• Document segment:
_ _ _
Here is the primary definition of the word “extreme” atDictionary.com:
extreme:  of a character or kind farthest removed from the ordinary or average.
The regard in which President Falk holds freedom of speech is of a character or kind farthest removed from the ordinary or average, he believes.
Regard-for-free-speech-wise, he considers himself to be way out in the far tail of the distribution.  Practically no-one has higher regard for free speech than he has!  Uh-huh.
The naked, shameless totalitarianism on display here ought to be shocking, but at this point is just depressing.  That a closed-minded mediocrity like Falk, who speaks in the threadbare cant diction of Cultural Marxism (“hate speech”—whom do I hate, President Falk?  where is the evidence of my hatred?), should be President of a well-regarded college like Williams speaks volumes about the degraded condition of our intellectual life.
I had prepared some notes for my talk.  I shall post them here on VDARE.com at the weekend.  I apologize in advance for the extreme discomfort they will surely cause to any Williams College student whose eye chances to fall on them.

Falk’s decision was welcomed by many on campus. Off campus, it was more controversial. Ashley Thorne wrote in the National Review:

John Derbyshire has certainly made statements that many people find objectionable, and his provocative opinions have gotten him into trouble before, including here at National Review. But there is a difference between expressing opinions as a paid employee and doing so as an invited guest at a college. President Falk needs to be reminded that a college’s job is not to determine which ideas are so beyond the pale that they may not even be uttered. The answer to speech that offends is more speech. This dis-invitation shows a liberal arts college trying to immunize itself from all controversial opinions and remain in a “safe space.” It is to Williams College’s shame that President Falk has “found the line” and banned Derbyshire from speaking.

The Foundation for Individual Rights in Education wrote: “For the moment, it appears Williams has chosen a different path — a path on which paternalistic administrators decide which ideas are too dangerous for college students to hear, even when students themselves have established a program specifically for the purpose of engaging with such ideas. It is now up to the students, faculty, alumni, and trustees of Williams to decide whether that is truly the kind of place they want their college to be, or whether they are going to push back against this act of censorship.”
_ _ _
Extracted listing
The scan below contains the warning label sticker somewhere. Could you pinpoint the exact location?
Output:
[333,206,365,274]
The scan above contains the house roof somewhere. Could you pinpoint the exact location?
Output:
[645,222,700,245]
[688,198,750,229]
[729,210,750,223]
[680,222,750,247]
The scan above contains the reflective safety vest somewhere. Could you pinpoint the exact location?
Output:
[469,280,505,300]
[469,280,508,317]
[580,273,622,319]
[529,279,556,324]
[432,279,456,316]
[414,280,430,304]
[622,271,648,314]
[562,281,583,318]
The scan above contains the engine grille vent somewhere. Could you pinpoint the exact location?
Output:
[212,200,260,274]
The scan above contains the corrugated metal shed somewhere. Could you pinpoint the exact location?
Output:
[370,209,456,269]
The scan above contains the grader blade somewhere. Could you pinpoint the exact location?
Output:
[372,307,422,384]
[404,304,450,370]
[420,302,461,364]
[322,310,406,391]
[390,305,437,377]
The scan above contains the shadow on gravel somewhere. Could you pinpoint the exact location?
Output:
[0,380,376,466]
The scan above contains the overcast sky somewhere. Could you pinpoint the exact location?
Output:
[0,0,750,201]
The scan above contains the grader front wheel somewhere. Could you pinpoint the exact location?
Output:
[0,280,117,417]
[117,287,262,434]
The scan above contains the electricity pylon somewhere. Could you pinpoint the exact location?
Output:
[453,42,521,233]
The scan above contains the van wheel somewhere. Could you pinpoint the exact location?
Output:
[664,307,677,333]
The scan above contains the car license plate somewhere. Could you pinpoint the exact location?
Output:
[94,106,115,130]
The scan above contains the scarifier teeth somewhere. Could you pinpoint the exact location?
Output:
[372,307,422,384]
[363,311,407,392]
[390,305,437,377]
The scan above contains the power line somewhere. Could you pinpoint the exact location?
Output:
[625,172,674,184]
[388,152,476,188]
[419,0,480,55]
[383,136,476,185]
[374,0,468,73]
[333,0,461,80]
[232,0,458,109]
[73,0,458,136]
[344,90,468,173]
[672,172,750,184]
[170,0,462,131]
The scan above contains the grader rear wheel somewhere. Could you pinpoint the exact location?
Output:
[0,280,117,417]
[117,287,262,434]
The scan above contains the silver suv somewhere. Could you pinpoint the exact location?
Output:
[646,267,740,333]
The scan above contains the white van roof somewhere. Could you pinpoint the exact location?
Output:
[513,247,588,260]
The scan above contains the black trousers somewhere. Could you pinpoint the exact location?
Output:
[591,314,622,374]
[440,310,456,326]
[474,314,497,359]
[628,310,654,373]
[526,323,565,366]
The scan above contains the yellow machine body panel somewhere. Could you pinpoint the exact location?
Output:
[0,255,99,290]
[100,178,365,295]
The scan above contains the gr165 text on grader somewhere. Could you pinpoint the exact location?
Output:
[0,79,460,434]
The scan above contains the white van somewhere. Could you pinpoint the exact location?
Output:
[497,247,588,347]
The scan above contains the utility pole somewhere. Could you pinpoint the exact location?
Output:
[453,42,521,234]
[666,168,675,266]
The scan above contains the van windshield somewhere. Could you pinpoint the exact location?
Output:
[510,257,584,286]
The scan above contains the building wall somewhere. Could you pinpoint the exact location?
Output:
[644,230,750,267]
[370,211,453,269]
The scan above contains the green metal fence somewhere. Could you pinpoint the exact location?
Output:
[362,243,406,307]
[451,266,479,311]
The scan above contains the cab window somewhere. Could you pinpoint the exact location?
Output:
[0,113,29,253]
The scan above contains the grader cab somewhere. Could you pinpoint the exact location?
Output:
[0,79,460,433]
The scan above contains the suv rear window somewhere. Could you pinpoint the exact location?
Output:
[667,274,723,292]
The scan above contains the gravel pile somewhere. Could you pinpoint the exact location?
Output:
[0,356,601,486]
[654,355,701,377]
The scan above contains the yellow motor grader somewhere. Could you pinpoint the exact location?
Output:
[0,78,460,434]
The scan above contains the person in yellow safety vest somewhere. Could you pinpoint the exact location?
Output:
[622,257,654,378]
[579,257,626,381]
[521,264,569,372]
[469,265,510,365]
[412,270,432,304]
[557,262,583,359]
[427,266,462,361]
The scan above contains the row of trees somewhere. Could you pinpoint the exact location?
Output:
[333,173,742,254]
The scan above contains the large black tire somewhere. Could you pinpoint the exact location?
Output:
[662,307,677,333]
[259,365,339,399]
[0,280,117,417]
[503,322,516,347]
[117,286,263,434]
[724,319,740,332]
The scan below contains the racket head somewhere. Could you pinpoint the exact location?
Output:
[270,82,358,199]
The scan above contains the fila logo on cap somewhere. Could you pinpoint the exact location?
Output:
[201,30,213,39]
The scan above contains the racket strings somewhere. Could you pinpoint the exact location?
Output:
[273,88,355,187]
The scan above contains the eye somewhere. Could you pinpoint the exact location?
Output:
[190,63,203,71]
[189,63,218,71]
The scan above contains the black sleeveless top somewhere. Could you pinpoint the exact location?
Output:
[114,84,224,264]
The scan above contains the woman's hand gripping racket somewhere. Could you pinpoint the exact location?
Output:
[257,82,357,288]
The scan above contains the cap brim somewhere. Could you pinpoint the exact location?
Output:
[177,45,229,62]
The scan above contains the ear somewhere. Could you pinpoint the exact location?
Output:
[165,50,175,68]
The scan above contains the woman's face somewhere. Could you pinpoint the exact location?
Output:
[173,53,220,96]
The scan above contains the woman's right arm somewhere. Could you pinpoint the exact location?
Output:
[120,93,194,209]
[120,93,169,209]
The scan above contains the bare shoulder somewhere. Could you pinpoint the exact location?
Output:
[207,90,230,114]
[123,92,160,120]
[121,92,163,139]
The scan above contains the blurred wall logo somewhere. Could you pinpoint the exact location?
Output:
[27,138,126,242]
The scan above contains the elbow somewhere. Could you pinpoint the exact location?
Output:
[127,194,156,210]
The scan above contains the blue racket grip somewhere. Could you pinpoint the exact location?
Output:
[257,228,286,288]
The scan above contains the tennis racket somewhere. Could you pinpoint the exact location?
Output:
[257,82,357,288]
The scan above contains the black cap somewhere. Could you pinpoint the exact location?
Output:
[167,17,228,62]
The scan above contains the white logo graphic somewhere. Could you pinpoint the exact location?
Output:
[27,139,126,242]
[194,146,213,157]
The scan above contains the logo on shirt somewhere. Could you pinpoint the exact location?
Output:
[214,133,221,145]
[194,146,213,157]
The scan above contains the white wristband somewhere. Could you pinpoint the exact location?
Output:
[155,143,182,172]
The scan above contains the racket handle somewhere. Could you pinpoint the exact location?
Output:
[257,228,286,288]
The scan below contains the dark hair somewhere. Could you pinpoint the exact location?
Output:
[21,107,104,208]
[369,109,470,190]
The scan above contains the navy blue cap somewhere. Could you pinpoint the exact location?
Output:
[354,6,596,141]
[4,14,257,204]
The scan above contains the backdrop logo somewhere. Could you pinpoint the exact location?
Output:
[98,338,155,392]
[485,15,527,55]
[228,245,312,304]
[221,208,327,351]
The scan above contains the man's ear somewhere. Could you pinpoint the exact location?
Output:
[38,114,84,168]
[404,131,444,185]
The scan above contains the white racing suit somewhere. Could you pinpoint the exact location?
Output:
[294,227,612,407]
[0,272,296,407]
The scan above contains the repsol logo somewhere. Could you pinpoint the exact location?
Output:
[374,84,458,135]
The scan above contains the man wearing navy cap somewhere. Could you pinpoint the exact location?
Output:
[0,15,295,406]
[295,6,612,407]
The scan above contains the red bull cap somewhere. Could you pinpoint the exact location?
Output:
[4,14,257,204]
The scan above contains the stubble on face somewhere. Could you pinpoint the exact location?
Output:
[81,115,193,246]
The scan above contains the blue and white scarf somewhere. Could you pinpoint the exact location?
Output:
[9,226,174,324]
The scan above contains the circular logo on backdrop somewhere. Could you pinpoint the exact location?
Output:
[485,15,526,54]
_ _ _
• Exercises:
[a] Answer these from the passage on the Williams College disinvitation:
(i) On which website does the writer plan to post the talk notes?
(ii) In which publication did Ashley Thorne's comments appear?
(iii) Which organization said Williams "has chosen a different path"?
[b] Transcribe word for word the part of the Williams College passage starting with "Regard-for-free-speech-wise, he considers" and going on through "fall on them.".

• Responses to the tasks:
[a]
(i) VDARE.com
(ii) National Review
(iii) The Foundation for Individual Rights in Education

[b]
Regard-for-free-speech-wise, he considers himself to be way out in the far tail of the distribution.  Practically no-one has higher regard for free speech than he has!  Uh-huh.
The naked, shameless totalitarianism on display here ought to be shocking, but at this point is just depressing.  That a closed-minded mediocrity like Falk, who speaks in the threadbare cant diction of Cultural Marxism (“hate speech”—whom do I hate, President Falk?  where is the evidence of my hatred?), should be President of a well-regarded college like Williams speaks volumes about the degraded condition of our intellectual life.
I had prepared some notes for my talk.  I shall post them here on VDARE.com at the weekend.  I apologize in advance for the extreme discomfort they will surely cause to any Williams College student whose eye chances to fall on them.